**Task description**:
All lines from the one that contains "column 553, row 281" through the close of the entries below are to be repeated exactly, without any pictures.

**Records for the exercise**:
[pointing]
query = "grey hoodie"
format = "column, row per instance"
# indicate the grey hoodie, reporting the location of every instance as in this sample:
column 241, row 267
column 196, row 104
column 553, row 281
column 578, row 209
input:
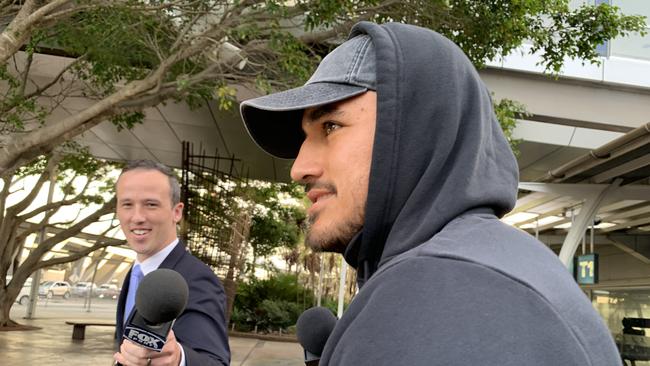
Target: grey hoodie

**Exercise answer**:
column 553, row 281
column 578, row 209
input:
Target: grey hoodie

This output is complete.